======== Страница ========

I. "Истории с оркестром". ГАСО и Владимир Юровский. Рихард Штраус, Мясковский, Прокофьев, КЗЧ

Jun 28, 2021 16:55

За час до концерта по Москве прошла гроза, отъединившая город от полосы бесконечной и мучительной жары, кажущейся теперь наваждением.

Нынешняя жизнь, захламлённая, заставленная лишними новостями, точно квартира, готовая к переезду, богата случайным символизмом - вот и с первым концертом цикла "Истории с оркестром" вышло нечто похожее: словно бы три опуса из библиотеки зрелого модернизма (Р. Штраус, Мясковский, Прокофьев) перенесли нас в центр мира, как это и бывает при грозах и торнадо, прочистив носоглотку и прочие органы чувств: вышел из нагретого КЗЧ словно бы в картину Пименова про новую жизнь и светлые горизонты…

…я особенно ценю, когда на концертах случаются такие будто бы вневременные ямы, когда музыка позволяет проникнуть в архетипические тоннели, например, концерта как жанра (ходили, ходим и ходить будем), или же происходит такое аутентичное исполнение композитора, что чувствуешь себя посетителем консерватории или же филармонии середины 50-ых (жизнь коротка, музыка вечна).

Когда словно бы даже костюм меняется (парусиновые брюки, белая хлопковая рубашка, кепарик) и Москва превращается в старинный, двухэтажный города-сад, ещё не тронутый тотальным окаменением…

…мол, вот точно так же, как когда-то, звучала внутри этих стен Пятая Прокофьева ( или Пятая Шостаковича) и вот точно так же, как тогда, сотрясались внутренние основы основ человеческого понимания музыки и того, что она выражает, может выражать, при особенно удачливом (проникновенном, то есть, проникающем) исполнении.

Обычно такой вневременной слушатель должен сидеть (обитать) в тесноте да духоте второго амфитеатра (на галёрку, всё-таки, моего духа не хватит), но сейчас, по случаю, я в партере и он пуст, не от того, что дорог - нынешний партер прорежен попаданием в меломанов ковидных ядер и общей боязни подхватить заразу: небывалые цифры в столице растут каждый день, любой культпоход способен обратиться в опасное заболевание (хотя оркестранты сплошь без масок, не так, как РНО, а вот капельдинеры, напротив, лютуют), из-за чего избегаешь мыслей о собственной доблести, граничащей с безрасудством.

======== Данные ========

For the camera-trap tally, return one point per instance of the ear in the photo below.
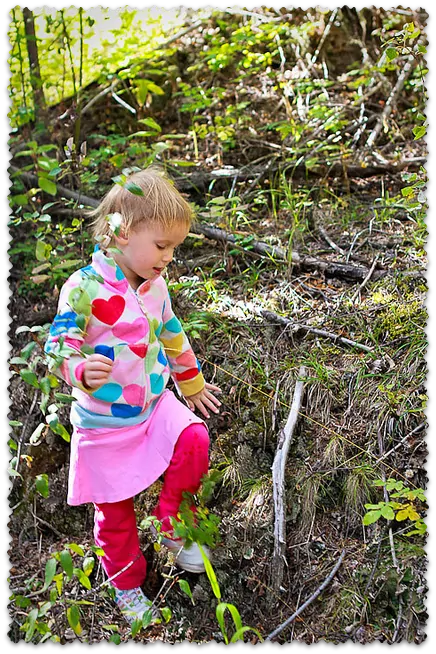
(121, 239)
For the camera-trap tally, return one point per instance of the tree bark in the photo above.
(35, 72)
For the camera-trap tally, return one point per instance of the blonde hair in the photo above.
(159, 204)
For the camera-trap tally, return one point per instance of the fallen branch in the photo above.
(278, 474)
(346, 271)
(403, 440)
(296, 326)
(405, 72)
(313, 597)
(117, 81)
(367, 278)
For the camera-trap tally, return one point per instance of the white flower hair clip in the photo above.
(115, 221)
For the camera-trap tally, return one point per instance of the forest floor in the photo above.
(357, 404)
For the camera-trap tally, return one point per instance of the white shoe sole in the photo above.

========

* Задание:
Продолжите заметку о концерте ГАСО и Владимира Юровского в КЗЧ, начав сразу после её последнего предложения.

* Результат:
Итак, вневременные ямы внутри концерта делают слушателя ощутимо моложе и будто бы лишённым зрелого опыта, цементирующего внутренние установки «как надо» - вот, скажем, для меня Пятая Прокофьева звучит «как надо» в трактовке Сейджи Озавы с Берлинскими филармониками, на комплекте которых, изданных «Дойче граммофоном», я плотно сидел в эпоху собственного, персонального зрелого модернизма.

Так, вылизанная, «караяновская», интерпретация Озавы и отпечаталась в моих извилинах в виде идеала, выгодно оттеняя своей благородно-бетховенской выдержанностью-цельностью, например, нарочитую гергиевскую ершистость.





Опусы Прокофьева, подобно большинству произведений Рихарда Штрауса, в сочинениях которого, вот как в лучших картинах Ильи Репина, возникают внутренние, как бы «смазанные» кровотечения, внешние (выносные) воздуховоды и заводится собственная какая-то, имманентная жизнь, нужно слушать именно на концертах.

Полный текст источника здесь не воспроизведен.